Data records
-- Opening Marker --

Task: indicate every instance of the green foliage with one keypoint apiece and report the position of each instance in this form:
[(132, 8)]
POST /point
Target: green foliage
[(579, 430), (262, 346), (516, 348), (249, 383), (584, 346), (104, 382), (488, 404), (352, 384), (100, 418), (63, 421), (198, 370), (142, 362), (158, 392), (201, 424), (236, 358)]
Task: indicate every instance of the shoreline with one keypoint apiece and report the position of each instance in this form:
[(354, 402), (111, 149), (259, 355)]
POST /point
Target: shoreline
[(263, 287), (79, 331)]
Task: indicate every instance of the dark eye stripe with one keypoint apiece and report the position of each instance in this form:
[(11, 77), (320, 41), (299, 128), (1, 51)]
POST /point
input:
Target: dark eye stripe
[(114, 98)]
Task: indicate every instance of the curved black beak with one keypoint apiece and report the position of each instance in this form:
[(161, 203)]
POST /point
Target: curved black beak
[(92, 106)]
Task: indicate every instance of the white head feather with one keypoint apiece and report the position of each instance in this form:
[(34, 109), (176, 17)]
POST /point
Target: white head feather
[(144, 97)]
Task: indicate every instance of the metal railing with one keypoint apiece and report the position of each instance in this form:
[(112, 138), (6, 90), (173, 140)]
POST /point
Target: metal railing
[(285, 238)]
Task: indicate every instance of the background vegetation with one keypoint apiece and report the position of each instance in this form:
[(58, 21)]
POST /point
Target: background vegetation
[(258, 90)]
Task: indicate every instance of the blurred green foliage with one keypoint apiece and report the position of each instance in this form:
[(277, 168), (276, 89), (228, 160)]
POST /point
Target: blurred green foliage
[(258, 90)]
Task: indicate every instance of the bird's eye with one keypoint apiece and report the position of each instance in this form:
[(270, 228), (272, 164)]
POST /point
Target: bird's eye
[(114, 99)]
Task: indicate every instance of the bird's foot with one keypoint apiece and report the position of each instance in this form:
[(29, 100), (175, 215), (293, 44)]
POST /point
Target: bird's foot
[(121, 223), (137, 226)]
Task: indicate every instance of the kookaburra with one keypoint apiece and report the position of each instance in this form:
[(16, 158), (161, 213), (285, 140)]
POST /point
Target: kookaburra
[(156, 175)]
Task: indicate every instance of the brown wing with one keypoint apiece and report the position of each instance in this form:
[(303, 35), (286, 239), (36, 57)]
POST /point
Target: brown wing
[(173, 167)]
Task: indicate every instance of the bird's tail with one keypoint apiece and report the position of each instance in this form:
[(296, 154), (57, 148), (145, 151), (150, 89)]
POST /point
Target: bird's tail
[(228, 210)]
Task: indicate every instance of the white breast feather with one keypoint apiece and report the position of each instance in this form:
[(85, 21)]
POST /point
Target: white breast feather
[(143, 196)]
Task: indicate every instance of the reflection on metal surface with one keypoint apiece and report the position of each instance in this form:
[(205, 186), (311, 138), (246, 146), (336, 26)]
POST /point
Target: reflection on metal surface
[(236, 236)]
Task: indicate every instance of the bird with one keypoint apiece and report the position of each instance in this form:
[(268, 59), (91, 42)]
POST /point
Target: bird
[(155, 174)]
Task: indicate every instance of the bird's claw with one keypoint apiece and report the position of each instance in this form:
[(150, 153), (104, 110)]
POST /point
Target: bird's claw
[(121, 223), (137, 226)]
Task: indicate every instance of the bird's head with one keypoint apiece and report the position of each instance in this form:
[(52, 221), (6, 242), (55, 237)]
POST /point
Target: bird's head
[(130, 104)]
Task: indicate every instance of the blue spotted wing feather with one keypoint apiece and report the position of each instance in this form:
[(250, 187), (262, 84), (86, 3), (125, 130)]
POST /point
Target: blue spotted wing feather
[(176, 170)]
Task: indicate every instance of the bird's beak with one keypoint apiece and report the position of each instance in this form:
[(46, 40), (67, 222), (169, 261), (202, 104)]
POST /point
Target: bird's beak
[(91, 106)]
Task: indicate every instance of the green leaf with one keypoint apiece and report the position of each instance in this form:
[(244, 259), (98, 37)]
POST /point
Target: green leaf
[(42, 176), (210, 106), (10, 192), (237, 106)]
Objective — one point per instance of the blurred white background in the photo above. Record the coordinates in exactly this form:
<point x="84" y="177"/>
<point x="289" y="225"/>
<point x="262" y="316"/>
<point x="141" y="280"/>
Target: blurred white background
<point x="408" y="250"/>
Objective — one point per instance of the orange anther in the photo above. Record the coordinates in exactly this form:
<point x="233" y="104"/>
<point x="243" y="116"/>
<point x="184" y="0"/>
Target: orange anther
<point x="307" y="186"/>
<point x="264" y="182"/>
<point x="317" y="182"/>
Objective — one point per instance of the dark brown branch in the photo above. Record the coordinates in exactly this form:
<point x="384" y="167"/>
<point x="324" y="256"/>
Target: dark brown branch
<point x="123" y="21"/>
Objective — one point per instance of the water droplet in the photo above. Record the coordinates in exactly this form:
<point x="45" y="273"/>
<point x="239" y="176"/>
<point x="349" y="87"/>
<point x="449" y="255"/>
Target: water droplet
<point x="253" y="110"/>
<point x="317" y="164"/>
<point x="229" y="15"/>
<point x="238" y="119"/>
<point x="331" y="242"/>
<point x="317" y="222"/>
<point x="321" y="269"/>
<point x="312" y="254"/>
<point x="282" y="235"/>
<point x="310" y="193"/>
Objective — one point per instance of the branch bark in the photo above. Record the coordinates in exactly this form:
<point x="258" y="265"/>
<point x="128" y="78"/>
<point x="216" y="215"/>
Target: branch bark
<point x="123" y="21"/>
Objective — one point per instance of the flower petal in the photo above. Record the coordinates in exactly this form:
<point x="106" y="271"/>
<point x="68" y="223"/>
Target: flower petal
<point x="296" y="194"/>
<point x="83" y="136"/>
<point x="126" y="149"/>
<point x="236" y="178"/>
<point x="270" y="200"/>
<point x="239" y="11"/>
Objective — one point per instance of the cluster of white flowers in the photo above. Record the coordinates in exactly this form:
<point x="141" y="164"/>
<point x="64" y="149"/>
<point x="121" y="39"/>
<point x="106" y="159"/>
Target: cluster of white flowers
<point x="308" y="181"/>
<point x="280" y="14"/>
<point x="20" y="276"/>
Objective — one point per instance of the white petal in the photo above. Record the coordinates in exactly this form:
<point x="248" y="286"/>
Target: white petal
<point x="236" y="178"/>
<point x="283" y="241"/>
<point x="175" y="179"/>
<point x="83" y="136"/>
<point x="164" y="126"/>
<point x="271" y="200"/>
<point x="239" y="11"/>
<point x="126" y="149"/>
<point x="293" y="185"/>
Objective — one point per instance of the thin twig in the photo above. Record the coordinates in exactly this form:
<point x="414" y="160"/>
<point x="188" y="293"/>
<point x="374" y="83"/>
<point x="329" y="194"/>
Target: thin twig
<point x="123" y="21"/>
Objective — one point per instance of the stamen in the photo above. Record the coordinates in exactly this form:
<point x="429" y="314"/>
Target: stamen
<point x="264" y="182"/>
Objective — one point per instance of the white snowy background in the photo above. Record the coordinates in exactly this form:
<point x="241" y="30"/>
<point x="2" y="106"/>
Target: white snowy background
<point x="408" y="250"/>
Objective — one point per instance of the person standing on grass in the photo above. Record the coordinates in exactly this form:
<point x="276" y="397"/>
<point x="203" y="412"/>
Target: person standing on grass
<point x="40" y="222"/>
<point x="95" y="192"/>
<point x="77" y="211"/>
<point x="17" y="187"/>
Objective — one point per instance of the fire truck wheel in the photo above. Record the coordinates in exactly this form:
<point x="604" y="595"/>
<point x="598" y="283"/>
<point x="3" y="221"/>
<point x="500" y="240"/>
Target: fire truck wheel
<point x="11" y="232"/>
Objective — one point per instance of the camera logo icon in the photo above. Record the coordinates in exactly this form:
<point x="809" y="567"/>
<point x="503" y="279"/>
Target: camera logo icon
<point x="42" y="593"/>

-- Closing Marker --

• TASK
Could you print every record above exactly as it appears?

• RESULT
Task: indicate every instance of the green foliage with one keypoint apiece and report the position of each instance in this form:
[(132, 8)]
POST /point
Target: green foliage
[(579, 430), (262, 346), (516, 348), (249, 383), (584, 346), (104, 382), (488, 404), (352, 384), (100, 418), (63, 421), (198, 370), (142, 362), (158, 392), (201, 424), (236, 358)]
Task: indicate every instance of the shoreline with one keypoint apiece and report the position of each instance in this form:
[(354, 402), (111, 149), (259, 355)]
POST /point
Target: shoreline
[(263, 287), (79, 331)]
Task: indicate every instance of the dark eye stripe with one keypoint apiece and report the position of each instance in this form:
[(11, 77), (320, 41), (299, 128), (1, 51)]
POST /point
input:
Target: dark eye stripe
[(114, 98)]
Task: indicate every instance of the curved black beak with one keypoint apiece and report the position of each instance in this form:
[(161, 203)]
POST /point
Target: curved black beak
[(92, 106)]
Task: indicate every instance of the white head feather with one keypoint apiece and report the position of each instance in this form:
[(34, 109), (176, 17)]
POST /point
Target: white head feather
[(144, 97)]
Task: indicate every instance of the metal railing with one keypoint apiece and report the position of each instance in this form:
[(112, 138), (6, 90), (173, 140)]
POST /point
Target: metal railing
[(285, 238)]
Task: indicate every instance of the background vegetation with one keypoint apiece and report the position of each instance in this form:
[(58, 21)]
POST /point
Target: background vegetation
[(258, 90)]
Task: indicate every instance of the blurred green foliage with one keypoint apiece and report the position of each instance in this form:
[(277, 168), (276, 89), (228, 160)]
POST /point
Target: blurred green foliage
[(258, 90)]
Task: indicate every instance of the bird's eye with one keypoint apiece and report the position of each instance in this form:
[(270, 228), (272, 164)]
POST /point
Target: bird's eye
[(114, 99)]
Task: indicate every instance of the bird's foot with one keypoint apiece and report the position of each instance in this form:
[(29, 100), (175, 215), (293, 44)]
POST /point
Target: bird's foot
[(121, 223), (137, 226)]
Task: indicate every instance of the kookaburra with one keypoint apiece and report the position of each instance in this form:
[(16, 158), (161, 213), (285, 140)]
POST /point
Target: kookaburra
[(156, 175)]
Task: indicate every instance of the brown wing with one keypoint apiece and report the position of each instance in this form:
[(303, 35), (286, 239), (36, 57)]
POST /point
Target: brown wing
[(173, 167)]
Task: indicate every instance of the bird's tail with one keypoint apiece and report the position of each instance in this form:
[(296, 154), (57, 148), (145, 151), (150, 89)]
POST /point
Target: bird's tail
[(228, 210)]
Task: indicate every instance of the white breast feather with one keypoint apiece and report the position of each instance in this form:
[(85, 21)]
POST /point
Target: white breast feather
[(143, 196)]
Task: indicate every instance of the reflection on metal surface with one keypoint apiece and report the position of each instance in this form:
[(205, 186), (311, 138), (246, 146), (336, 26)]
POST /point
Target: reflection on metal surface
[(236, 236)]
Task: indicate every instance of the bird with one keypoint apiece and report the position of each instance in this form:
[(268, 59), (91, 42)]
POST /point
Target: bird
[(155, 174)]
Task: indicate every instance of the bird's claw with one keypoint apiece and report the position of each instance in this form:
[(150, 153), (104, 110)]
POST /point
Target: bird's claw
[(121, 223), (137, 226)]
Task: indicate every instance of the bird's head with one keypoint apiece and report the position of each instance in this form:
[(52, 221), (6, 242), (55, 237)]
POST /point
Target: bird's head
[(130, 104)]
Task: indicate every instance of the blue spotted wing feather with one keypoint apiece and report the position of each instance in this form:
[(250, 187), (262, 84), (86, 3), (125, 130)]
POST /point
Target: blue spotted wing feather
[(176, 170)]
Task: indicate every instance of the bird's beak with one keypoint apiece and report the position of each instance in this form:
[(46, 40), (67, 222), (169, 261), (202, 104)]
POST /point
Target: bird's beak
[(91, 106)]
Task: indicate every instance of the green leaf with one keypoint apiece and report the position of each instance in this form:
[(244, 259), (98, 37)]
POST /point
Target: green leaf
[(42, 176), (210, 106), (10, 192), (237, 106)]
Objective — one point per instance of the blurred white background in the photo above. Record the coordinates in exactly this form:
<point x="84" y="177"/>
<point x="289" y="225"/>
<point x="262" y="316"/>
<point x="141" y="280"/>
Target: blurred white background
<point x="408" y="250"/>
Objective — one point per instance of the orange anther in the photo above. Record the coordinates in exactly this form:
<point x="233" y="104"/>
<point x="243" y="116"/>
<point x="184" y="0"/>
Target: orange anther
<point x="307" y="186"/>
<point x="264" y="182"/>
<point x="317" y="182"/>
Objective — one point per instance of the dark brown branch in the photo above. Record the coordinates in exactly this form:
<point x="384" y="167"/>
<point x="324" y="256"/>
Target: dark brown branch
<point x="123" y="21"/>
Objective — one point per instance of the water droplet in the photo above. Record the coordinates in exactly this form:
<point x="45" y="273"/>
<point x="239" y="176"/>
<point x="349" y="87"/>
<point x="449" y="255"/>
Target: water droplet
<point x="253" y="110"/>
<point x="317" y="164"/>
<point x="229" y="15"/>
<point x="238" y="119"/>
<point x="331" y="242"/>
<point x="317" y="222"/>
<point x="321" y="269"/>
<point x="312" y="254"/>
<point x="282" y="235"/>
<point x="310" y="193"/>
Objective — one point per instance of the branch bark in the photo above. Record the coordinates in exactly this form:
<point x="258" y="265"/>
<point x="128" y="78"/>
<point x="216" y="215"/>
Target: branch bark
<point x="123" y="21"/>
Objective — one point per instance of the flower petal in the photo above. Record the coordinates in exactly this form:
<point x="106" y="271"/>
<point x="68" y="223"/>
Target: flower petal
<point x="296" y="194"/>
<point x="83" y="136"/>
<point x="126" y="149"/>
<point x="236" y="178"/>
<point x="270" y="200"/>
<point x="239" y="11"/>
Objective — one point per instance of the cluster of white flowers in the photo above. Record the coordinates in exactly this form:
<point x="141" y="164"/>
<point x="64" y="149"/>
<point x="121" y="39"/>
<point x="106" y="159"/>
Target: cluster of white flowers
<point x="308" y="181"/>
<point x="280" y="14"/>
<point x="20" y="276"/>
Objective — one point per instance of the white petal in the photo above. Record the coordinates in exactly this form:
<point x="248" y="286"/>
Target: white petal
<point x="236" y="178"/>
<point x="283" y="241"/>
<point x="175" y="179"/>
<point x="83" y="136"/>
<point x="164" y="126"/>
<point x="271" y="200"/>
<point x="239" y="11"/>
<point x="126" y="149"/>
<point x="293" y="185"/>
Objective — one point per instance of the thin twig in the photo above. Record the coordinates in exactly this form:
<point x="414" y="160"/>
<point x="188" y="293"/>
<point x="374" y="83"/>
<point x="329" y="194"/>
Target: thin twig
<point x="123" y="21"/>
Objective — one point per instance of the stamen in the photo above. Record the coordinates in exactly this form:
<point x="429" y="314"/>
Target: stamen
<point x="264" y="182"/>
Objective — one point per instance of the white snowy background in the photo above. Record the coordinates in exactly this form:
<point x="241" y="30"/>
<point x="2" y="106"/>
Target: white snowy background
<point x="408" y="250"/>
Objective — one point per instance of the person standing on grass in the photo above. Record the coordinates in exactly this form:
<point x="276" y="397"/>
<point x="203" y="412"/>
Target: person standing on grass
<point x="40" y="222"/>
<point x="95" y="192"/>
<point x="77" y="211"/>
<point x="17" y="187"/>
Objective — one point per instance of the fire truck wheel in the photo above. Record the coordinates in exactly this form:
<point x="604" y="595"/>
<point x="598" y="283"/>
<point x="3" y="221"/>
<point x="500" y="240"/>
Target: fire truck wheel
<point x="11" y="232"/>
Objective — one point per instance of the camera logo icon in the photo above. Record the coordinates in exactly this form:
<point x="809" y="567"/>
<point x="503" y="279"/>
Target: camera logo icon
<point x="42" y="593"/>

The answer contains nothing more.